**DATA PROVIDED:**
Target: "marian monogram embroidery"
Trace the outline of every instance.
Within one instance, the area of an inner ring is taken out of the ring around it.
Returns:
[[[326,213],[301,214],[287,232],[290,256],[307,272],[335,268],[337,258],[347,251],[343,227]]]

**THE EXERCISE:** Reproduce every line of the rows above, requests included, with each polygon vertex coordinate in the answers multiplied by 1.05 and rounded to the nearest whole number, halves rounded up.

**ANSWER TO THIS TASK:**
Target: "marian monogram embroidery"
Trace the outline of every instance.
Within one instance, the area of an inner ring is taken out of the ring around it.
Returns:
[[[342,224],[316,225],[301,244],[305,269],[322,286],[352,281],[354,271],[364,264],[360,238]]]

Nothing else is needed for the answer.